--- Material provided ---
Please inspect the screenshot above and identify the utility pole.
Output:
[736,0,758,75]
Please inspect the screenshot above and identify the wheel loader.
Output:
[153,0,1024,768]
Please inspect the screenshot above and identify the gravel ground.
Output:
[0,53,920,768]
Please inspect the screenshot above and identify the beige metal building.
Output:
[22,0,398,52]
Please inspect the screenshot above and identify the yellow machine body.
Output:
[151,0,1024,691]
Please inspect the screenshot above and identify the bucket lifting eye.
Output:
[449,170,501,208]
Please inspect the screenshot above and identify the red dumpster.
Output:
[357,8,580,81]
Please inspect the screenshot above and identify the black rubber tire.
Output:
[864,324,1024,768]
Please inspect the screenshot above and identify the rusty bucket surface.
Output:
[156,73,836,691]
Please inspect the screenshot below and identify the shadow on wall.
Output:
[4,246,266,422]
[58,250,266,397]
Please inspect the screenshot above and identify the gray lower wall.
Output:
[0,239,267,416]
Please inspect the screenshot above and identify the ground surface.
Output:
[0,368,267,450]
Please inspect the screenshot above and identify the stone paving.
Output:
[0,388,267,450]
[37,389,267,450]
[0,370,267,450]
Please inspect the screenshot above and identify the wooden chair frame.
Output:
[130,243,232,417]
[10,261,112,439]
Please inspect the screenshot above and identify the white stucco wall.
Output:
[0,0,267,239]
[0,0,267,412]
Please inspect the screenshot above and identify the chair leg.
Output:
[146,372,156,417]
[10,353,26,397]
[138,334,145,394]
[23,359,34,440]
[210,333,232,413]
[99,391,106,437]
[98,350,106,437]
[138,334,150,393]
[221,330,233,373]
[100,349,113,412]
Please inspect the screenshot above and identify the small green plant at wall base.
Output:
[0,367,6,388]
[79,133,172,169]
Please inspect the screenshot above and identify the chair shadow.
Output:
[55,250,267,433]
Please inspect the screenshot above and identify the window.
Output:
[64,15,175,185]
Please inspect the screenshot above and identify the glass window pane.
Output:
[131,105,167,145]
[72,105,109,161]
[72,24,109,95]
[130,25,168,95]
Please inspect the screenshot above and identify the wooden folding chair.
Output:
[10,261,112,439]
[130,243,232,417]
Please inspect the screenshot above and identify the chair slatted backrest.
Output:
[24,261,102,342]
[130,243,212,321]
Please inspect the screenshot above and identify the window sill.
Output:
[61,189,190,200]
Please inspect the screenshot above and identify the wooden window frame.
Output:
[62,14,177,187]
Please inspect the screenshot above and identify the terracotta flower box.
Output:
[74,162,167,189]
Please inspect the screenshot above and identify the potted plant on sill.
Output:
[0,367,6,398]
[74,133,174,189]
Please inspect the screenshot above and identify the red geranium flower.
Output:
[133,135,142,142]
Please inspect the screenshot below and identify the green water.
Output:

--- Problem statement ---
Rewrite everything from the line containing "Please inspect the screenshot above and identify the window." down to the line containing "[74,162,167,189]", both included, keeping each request line unchanged. Scale every bounding-box coordinate in the outputs by 0.95 and round to the nearest whole number, with halves rounded up.

--- Result for this exercise ---
Please inspect the screenshot above and identify the window.
Output:
[61,14,166,176]
Please inspect the screenshot above and identify the glass window pane.
Output:
[124,100,159,138]
[68,100,104,153]
[68,23,104,90]
[124,24,160,90]
Please inspect the screenshot above and identify the wooden folding chair.
Output:
[10,248,106,417]
[124,231,220,396]
Please inspect the screenshot above and identify the chair slatted backrest.
Output:
[23,248,97,325]
[124,231,201,305]
Please inspect the screenshot above and identify the window sill.
Output:
[58,180,181,190]
Please inspect the screenshot above and identify the wooden window frame.
Output:
[59,13,168,178]
Please inspect the screenshot above and identify the terracotta flower box.
Output:
[70,154,159,180]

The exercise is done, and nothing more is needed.